[Source data]

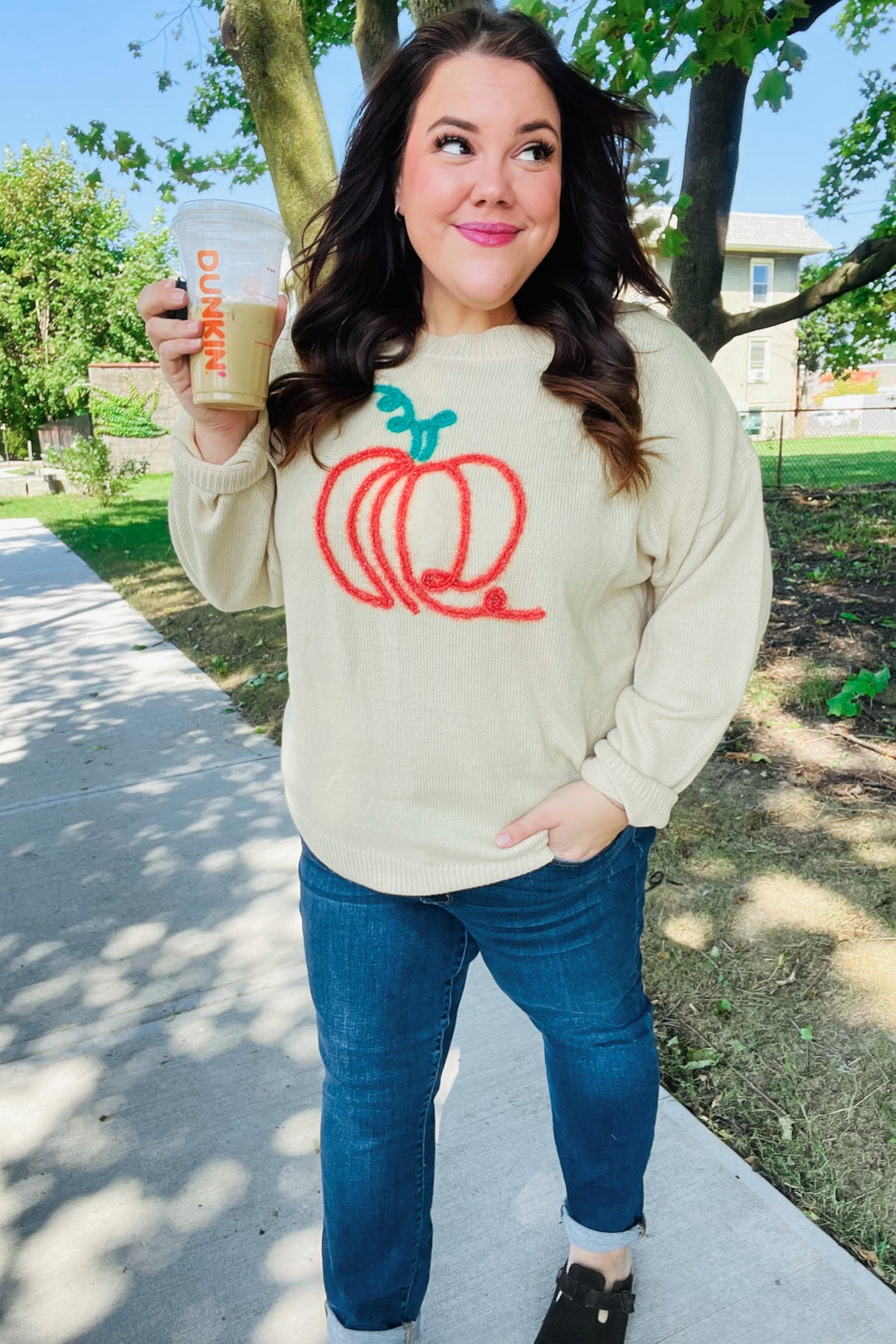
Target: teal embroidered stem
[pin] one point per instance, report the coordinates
(425, 433)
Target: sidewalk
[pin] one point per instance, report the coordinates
(158, 1073)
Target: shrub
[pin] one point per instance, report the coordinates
(88, 466)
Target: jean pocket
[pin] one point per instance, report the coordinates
(602, 854)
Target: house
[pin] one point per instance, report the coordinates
(762, 266)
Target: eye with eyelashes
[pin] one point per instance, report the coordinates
(543, 145)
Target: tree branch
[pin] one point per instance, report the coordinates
(872, 258)
(375, 32)
(816, 10)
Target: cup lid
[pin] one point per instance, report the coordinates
(236, 212)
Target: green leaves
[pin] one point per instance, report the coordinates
(125, 416)
(772, 89)
(869, 684)
(88, 465)
(71, 270)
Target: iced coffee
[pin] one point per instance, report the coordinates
(231, 257)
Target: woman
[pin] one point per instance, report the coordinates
(512, 639)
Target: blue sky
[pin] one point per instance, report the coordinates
(66, 63)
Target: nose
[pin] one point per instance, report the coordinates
(494, 182)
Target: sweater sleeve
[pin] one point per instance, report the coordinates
(221, 515)
(711, 605)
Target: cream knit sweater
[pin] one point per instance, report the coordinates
(470, 621)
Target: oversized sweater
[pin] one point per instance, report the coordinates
(472, 622)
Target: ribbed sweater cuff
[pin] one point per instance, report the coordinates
(646, 801)
(245, 468)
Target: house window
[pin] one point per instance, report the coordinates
(759, 359)
(751, 421)
(761, 280)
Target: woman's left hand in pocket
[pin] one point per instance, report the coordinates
(581, 821)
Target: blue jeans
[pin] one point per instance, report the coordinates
(386, 976)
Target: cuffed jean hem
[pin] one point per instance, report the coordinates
(338, 1333)
(589, 1239)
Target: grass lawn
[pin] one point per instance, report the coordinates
(840, 460)
(770, 929)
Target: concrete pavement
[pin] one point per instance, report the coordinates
(158, 1073)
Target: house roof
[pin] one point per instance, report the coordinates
(755, 233)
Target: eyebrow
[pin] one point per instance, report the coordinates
(468, 125)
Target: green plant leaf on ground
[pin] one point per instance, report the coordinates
(845, 704)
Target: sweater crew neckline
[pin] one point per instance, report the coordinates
(509, 340)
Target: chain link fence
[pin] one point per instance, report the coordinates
(825, 446)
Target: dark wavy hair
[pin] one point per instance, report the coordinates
(373, 292)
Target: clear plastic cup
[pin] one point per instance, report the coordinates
(230, 256)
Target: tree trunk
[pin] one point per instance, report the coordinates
(375, 32)
(268, 41)
(425, 10)
(709, 171)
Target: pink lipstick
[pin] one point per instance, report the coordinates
(488, 234)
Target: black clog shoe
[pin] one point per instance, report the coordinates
(574, 1315)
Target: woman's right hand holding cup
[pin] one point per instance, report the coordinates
(219, 431)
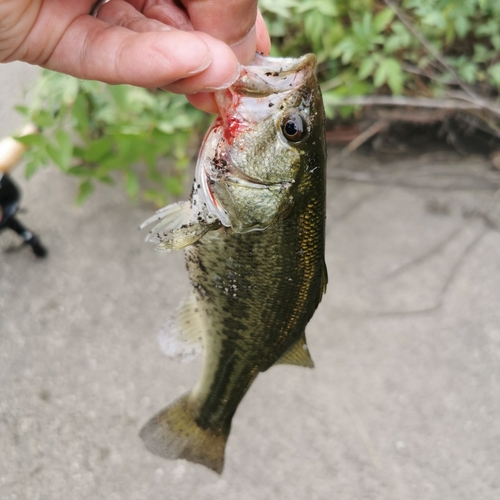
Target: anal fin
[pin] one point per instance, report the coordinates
(297, 355)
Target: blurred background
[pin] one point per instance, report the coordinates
(404, 401)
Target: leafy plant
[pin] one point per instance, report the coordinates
(92, 130)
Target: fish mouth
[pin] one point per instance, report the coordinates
(251, 99)
(266, 75)
(212, 167)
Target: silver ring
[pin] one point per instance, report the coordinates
(97, 7)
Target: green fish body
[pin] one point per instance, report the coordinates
(253, 235)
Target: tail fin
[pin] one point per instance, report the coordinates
(173, 433)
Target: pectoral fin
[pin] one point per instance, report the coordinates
(297, 355)
(178, 228)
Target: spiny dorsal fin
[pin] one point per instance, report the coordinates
(182, 336)
(297, 355)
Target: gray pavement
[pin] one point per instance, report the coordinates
(404, 402)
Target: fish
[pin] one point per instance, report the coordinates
(253, 234)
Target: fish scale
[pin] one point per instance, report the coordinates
(253, 235)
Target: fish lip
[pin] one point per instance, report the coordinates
(273, 75)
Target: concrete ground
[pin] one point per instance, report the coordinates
(404, 402)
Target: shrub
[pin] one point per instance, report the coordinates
(432, 49)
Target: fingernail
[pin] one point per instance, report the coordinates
(227, 83)
(245, 48)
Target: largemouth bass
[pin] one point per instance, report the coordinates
(253, 235)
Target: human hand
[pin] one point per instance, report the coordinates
(148, 43)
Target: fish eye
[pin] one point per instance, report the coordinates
(293, 127)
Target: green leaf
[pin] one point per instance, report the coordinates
(36, 140)
(366, 68)
(31, 168)
(80, 114)
(494, 73)
(97, 149)
(382, 20)
(131, 184)
(62, 153)
(390, 72)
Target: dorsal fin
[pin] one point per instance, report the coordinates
(297, 355)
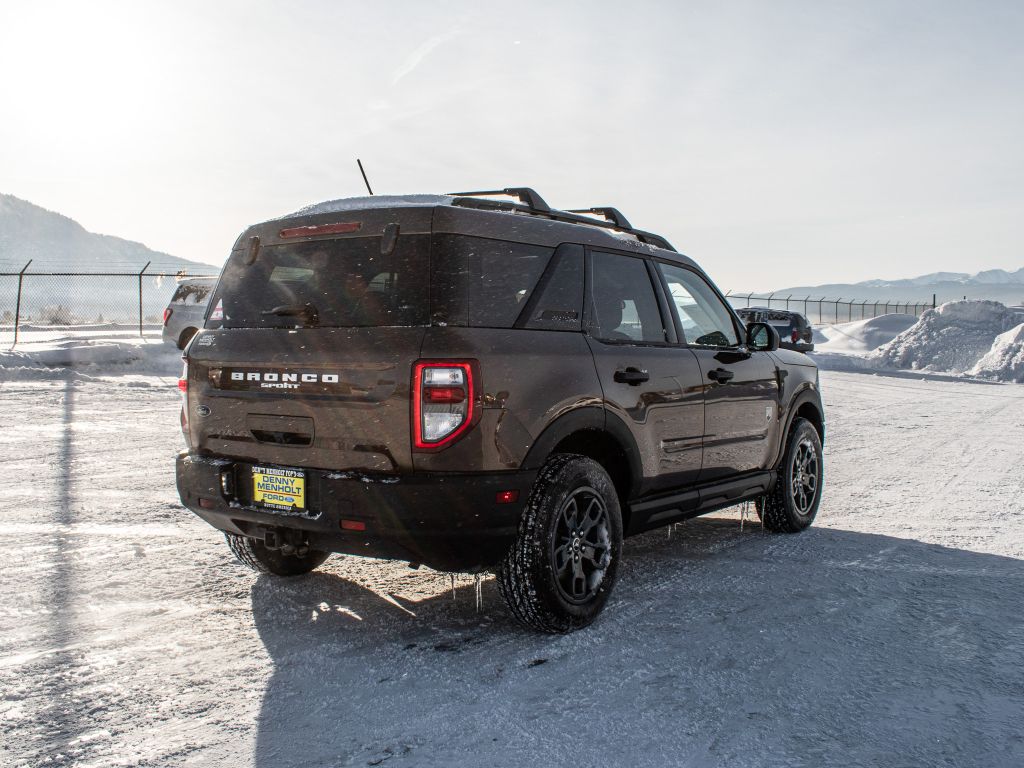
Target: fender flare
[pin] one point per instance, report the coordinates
(582, 419)
(808, 394)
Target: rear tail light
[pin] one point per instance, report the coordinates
(442, 401)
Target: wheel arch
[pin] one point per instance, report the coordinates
(599, 435)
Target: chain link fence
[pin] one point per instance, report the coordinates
(132, 302)
(823, 310)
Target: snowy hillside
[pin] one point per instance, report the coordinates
(981, 339)
(55, 243)
(998, 285)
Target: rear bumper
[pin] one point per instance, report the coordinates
(446, 521)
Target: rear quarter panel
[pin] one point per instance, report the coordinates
(527, 379)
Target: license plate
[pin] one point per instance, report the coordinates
(280, 488)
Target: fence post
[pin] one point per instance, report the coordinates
(17, 304)
(140, 297)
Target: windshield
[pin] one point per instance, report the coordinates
(342, 283)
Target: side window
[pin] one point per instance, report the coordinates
(624, 306)
(482, 283)
(557, 302)
(706, 321)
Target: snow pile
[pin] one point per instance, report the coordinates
(953, 337)
(861, 336)
(88, 355)
(1005, 360)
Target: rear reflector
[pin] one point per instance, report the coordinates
(306, 231)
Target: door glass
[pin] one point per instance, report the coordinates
(706, 320)
(624, 306)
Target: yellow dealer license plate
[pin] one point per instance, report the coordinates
(280, 488)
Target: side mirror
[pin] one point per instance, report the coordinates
(762, 338)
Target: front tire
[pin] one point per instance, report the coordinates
(562, 566)
(793, 503)
(254, 554)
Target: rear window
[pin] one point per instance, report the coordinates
(347, 282)
(482, 283)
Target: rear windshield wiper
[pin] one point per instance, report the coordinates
(305, 312)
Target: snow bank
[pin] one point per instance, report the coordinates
(952, 337)
(861, 336)
(1005, 360)
(87, 356)
(377, 201)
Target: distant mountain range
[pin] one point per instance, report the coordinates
(55, 243)
(991, 284)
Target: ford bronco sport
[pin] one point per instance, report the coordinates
(477, 384)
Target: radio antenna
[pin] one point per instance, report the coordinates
(365, 179)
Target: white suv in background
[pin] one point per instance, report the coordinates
(183, 315)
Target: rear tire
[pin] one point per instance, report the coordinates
(793, 503)
(562, 566)
(254, 554)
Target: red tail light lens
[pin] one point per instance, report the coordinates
(442, 401)
(183, 388)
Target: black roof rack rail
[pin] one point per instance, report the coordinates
(611, 214)
(532, 203)
(524, 194)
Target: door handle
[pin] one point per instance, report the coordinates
(632, 376)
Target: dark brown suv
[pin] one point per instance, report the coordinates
(476, 384)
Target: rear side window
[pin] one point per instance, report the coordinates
(705, 317)
(624, 304)
(346, 281)
(482, 283)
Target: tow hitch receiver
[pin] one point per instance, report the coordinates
(288, 541)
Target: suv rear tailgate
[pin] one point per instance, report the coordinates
(329, 398)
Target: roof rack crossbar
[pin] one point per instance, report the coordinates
(532, 203)
(524, 194)
(611, 214)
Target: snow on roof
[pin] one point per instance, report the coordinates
(372, 202)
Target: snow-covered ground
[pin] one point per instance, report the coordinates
(963, 339)
(891, 633)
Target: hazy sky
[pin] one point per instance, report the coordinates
(776, 142)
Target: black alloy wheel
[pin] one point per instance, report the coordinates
(581, 551)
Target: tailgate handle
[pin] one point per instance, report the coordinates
(281, 430)
(632, 376)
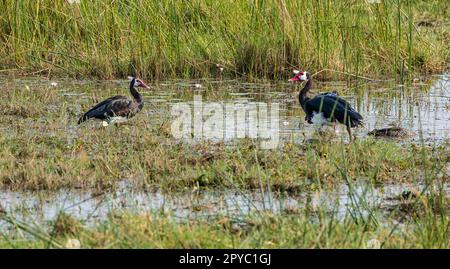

→ **What is being asked**
Reproduce every line from the beginning of the items up to and including the line with "(589, 1239)". Leave the pictures out of your answer.

→ **Problem solution**
Target: teal embroidered stem
[pin] one point per instance, report the coordinates
(425, 433)
Target: sidewalk
[pin] one point per instance, report the coordinates
(158, 1073)
Target: shrub
[pin] one point per instance, report the coordinates
(88, 466)
Target: jean pocket
[pin] one point per instance, report the coordinates
(602, 854)
Target: house
[pin] one point per instance, report the coordinates
(762, 266)
Target: eye with eyelashes
[pin] one point per instance, report the coordinates
(543, 145)
Target: tree branch
[pin] one point per instance, report the coordinates
(872, 258)
(375, 32)
(816, 10)
Target: cup lid
[pin] one point per instance, report the coordinates
(236, 212)
Target: green leaves
[pin] one point per instance, report the coordinates
(125, 416)
(772, 89)
(869, 684)
(88, 465)
(71, 270)
Target: iced coffee
[pin] one point per instance, report the coordinates
(231, 257)
Target: woman
[pin] one point per instance, report the coordinates
(512, 639)
Target: blue sky
[pin] one point per instance, report the coordinates
(66, 63)
Target: nose
[pin] one point per instance, report the coordinates
(494, 182)
Target: sweater sleeve
[pin] one point per instance, report the coordinates
(221, 515)
(711, 605)
Target: cream knit sweater
[pin] one point per instance, report the coordinates
(470, 621)
Target: oversized sweater
[pin] one point per instance, report the coordinates
(472, 622)
Target: ribbed sweater cuff
[pin] one point per instance, report the coordinates
(646, 801)
(245, 468)
Target: house window
[pin] one point per instance, report the coordinates
(759, 359)
(751, 421)
(761, 280)
Target: woman's left hand in pocket
[pin] one point per instance, report the coordinates
(581, 821)
Target: blue jeans
[pin] one point per instance, report the coordinates
(386, 976)
Target: cuffed jean hem
[pin] one point per instance, report the coordinates
(338, 1333)
(589, 1239)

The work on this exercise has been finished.